_Task instructions_
Every line of the material below should be repeated exactly.

--- begin Given entries ---

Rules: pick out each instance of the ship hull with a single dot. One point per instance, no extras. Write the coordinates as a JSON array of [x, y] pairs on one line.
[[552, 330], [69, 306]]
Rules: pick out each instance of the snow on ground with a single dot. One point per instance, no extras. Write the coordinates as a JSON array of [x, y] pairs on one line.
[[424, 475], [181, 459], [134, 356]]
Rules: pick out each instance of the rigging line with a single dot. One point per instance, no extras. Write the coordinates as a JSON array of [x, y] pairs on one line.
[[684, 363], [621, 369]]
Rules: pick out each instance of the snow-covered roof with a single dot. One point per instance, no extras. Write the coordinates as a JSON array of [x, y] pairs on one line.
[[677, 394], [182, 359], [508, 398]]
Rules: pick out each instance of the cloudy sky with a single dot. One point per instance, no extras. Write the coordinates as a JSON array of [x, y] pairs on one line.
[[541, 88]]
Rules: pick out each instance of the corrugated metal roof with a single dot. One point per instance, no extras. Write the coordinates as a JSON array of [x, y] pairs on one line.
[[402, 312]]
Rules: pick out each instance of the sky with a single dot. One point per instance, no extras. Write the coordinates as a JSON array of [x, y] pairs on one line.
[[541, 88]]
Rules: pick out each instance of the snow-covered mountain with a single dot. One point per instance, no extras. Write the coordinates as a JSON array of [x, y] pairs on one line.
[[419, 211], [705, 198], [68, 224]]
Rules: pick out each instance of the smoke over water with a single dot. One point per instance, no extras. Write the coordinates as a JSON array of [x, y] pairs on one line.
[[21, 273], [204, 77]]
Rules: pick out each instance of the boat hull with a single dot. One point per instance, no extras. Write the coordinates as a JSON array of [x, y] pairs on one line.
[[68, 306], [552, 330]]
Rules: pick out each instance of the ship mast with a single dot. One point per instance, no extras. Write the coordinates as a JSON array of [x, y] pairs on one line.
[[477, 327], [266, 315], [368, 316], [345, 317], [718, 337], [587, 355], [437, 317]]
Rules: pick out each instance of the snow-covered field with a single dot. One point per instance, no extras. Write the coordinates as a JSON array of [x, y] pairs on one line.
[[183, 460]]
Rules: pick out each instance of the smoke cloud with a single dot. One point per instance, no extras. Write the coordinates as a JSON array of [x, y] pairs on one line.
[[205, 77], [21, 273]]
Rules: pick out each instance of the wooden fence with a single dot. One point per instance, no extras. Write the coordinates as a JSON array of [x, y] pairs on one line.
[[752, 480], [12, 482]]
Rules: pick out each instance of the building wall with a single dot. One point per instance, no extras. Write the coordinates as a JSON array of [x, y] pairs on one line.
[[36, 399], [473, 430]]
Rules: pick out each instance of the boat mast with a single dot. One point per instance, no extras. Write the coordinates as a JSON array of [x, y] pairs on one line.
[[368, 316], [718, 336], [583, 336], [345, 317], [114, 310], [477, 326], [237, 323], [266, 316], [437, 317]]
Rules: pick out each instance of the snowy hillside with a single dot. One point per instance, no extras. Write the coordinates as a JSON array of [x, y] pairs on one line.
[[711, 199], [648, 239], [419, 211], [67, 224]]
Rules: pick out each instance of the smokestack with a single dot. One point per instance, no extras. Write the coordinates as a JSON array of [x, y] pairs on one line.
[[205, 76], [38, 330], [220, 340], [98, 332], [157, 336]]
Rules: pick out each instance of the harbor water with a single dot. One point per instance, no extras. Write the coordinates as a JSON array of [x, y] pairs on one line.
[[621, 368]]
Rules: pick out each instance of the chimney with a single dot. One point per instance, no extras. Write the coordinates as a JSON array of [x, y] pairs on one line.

--- end Given entries ---

_Right answer_
Rules: pick out each instance of the ship hull with a single dot. One point per instance, no extras. Write the coordinates as a JSON array of [x, y] pairs on one line.
[[552, 330], [69, 306]]
Rules: pick out each instance of the snow on ground with a single dot. One point per instance, no extras. Write the coordinates as a JSON array of [x, y] pairs on one line.
[[424, 475], [181, 459], [134, 356]]
Rules: pick out each instance of the rigging line with a single dot. One point per instance, no extras. Write the coordinates as a JSON array of [x, y] pairs on one line.
[[684, 363], [621, 369]]
Rules: pick out each instance of the snow-covered roof with a single dot. One point per instance, no extras. Write the coordinates as a JSON array of [x, y] pairs on one line.
[[677, 394], [182, 359], [508, 398]]
Rules: pick out each instance of the cloudy sky with a single dot. One point per instance, no extras. Write the coordinates as a JSON array of [x, y] pairs on one line.
[[541, 88]]
Rules: pick out each instance of the corrugated metal roof with a single dot. One point per instance, no extras. Write the coordinates as a JSON array of [x, y] pairs on one line.
[[402, 312]]
Rules: pick out each instance of the sky with a single dot. One point per instance, no extras. Write the coordinates as a JSON array of [x, y] pairs on one line.
[[541, 88]]
Rules: pick out each instance of the snow-covered mountain with a single dot. One point per instance, no extras. Write the coordinates as a JSON array of [x, y] pairs on one line.
[[419, 211], [705, 198], [68, 224]]
Rules: pick out each instance of the smoke over water with a single dot. One point per instance, no extras. Write the coordinates as a JSON array of [x, y] pairs on one line.
[[21, 273], [204, 77]]
Rules: pick out each instance of the boat hull with a single dot. One point per instance, no extras. Write the coordinates as a JSON array of [x, y] pairs on one line.
[[68, 306], [552, 330]]
Rules: pick out each instance of the ship mast with a single dot. One point per instance, no extras. Write the coordinates as a JSON array of [x, y] pairs on one line.
[[477, 327], [266, 315], [368, 316], [345, 317], [718, 337], [587, 355], [437, 317]]
Rules: pick out each instance of the snow-covered field with a single dot. One point per instance, no extras. Write the coordinates as a JSON array of [x, y] pairs on one line.
[[183, 460]]
Rules: pick out each instance of the smoke cloud with a single dot. One point per instance, no extras. Write the coordinates as a JSON array of [x, y] pairs on one line.
[[205, 77], [21, 273]]
Rules: pick out each instance of the wooden fence with a single dot. One point per instance, no extras. Write the coordinates as a JSON array of [x, y] pairs on one line.
[[752, 480], [12, 482]]
Rules: pick out each instance of the building wall with a single dot. One point per instance, no extras. Write the coordinates as a JSON array of [x, y] pairs on one line.
[[36, 399], [473, 430]]
Rules: pick out each instance of the boat mast with a single dot. One point per instance, no extras. Write the coordinates as a JSON array of [x, y] pairs on one line.
[[368, 316], [718, 336], [583, 336], [345, 317], [114, 310], [477, 326], [237, 323], [266, 316], [437, 317]]
Rules: pick out each instance of the snowy hillside with a single dot. One point per instance, no extras. Write the coordinates as a JSON array of [x, y] pairs on one line.
[[711, 199], [648, 239], [419, 211], [67, 224]]
Rules: pick out each instance of the smokestack with a single dot. One point per instance, no extras. Write the coordinates as a JSON array of [x, y] pairs on one line.
[[205, 76], [38, 330], [220, 340], [98, 332], [157, 336]]
Rules: pick out each instance of the harbor water with a single dot. One point per instance, no extras. Write the coordinates as a JSON array of [x, y] pairs on one line.
[[621, 368]]
Rules: pick out each instance of the chimney with a single dot. One point per instance, no extras. Write the coordinates as a JSON array of [x, y] pairs on one line.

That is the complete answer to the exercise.